* **RAW RECORDS**:
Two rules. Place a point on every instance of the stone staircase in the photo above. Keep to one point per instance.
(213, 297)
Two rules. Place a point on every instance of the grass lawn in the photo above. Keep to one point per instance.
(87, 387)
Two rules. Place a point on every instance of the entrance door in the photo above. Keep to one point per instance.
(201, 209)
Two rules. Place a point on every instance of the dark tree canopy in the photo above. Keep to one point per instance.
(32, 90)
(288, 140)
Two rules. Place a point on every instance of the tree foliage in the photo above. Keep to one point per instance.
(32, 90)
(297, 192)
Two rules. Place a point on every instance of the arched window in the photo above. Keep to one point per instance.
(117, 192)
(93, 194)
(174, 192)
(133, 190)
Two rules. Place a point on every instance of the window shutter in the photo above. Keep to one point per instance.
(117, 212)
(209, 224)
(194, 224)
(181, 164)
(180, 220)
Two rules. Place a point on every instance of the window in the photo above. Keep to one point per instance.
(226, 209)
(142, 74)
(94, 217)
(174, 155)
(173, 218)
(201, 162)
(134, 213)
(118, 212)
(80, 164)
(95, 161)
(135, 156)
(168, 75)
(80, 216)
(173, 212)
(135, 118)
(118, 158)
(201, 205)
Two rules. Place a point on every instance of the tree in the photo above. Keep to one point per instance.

---

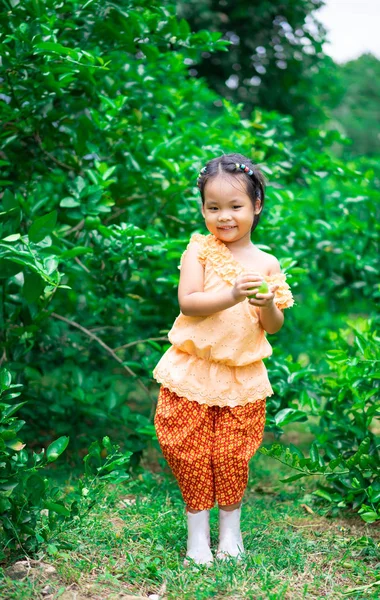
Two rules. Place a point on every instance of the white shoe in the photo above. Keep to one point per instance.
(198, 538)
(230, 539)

* **EXERCISE AIM**: Extract every line of the preceding items that contains the word "above", and copy each one in full.

* **EXERCISE SOLUTION**:
Two rules. Place a point on every instance of the stone staircase in the photo above. Keep to one point per instance.
Two rules. Place a point on every instance of the grass lawn in the photo above. Keep to one point per instance.
Two rules. Place a point on every instance of the entrance door in the photo above. Keep to one point per instance.
Two rules. Place a point on every instance of the dark tree canopy in the photo above. Keep to one point per instance.
Two rules. Place a point on every instance of the tree foliage in the photo above. Keep to one point per instance.
Two rules. Place a point on every instance of the arched window in the photo above. Keep to one point per instance.
Two rules. Place a point on every instance of the window shutter in the photo above. Keep to one point per instance.
Two rules. Place a point on every instance of the window in the photo above. Keep to one point per instance.
Two rules. Place a point on every instance of the tree in the photo above. Keep to one point per instance.
Two rules. Place a point on every instance of the white shoe in the photo above. Keep to one point per instance.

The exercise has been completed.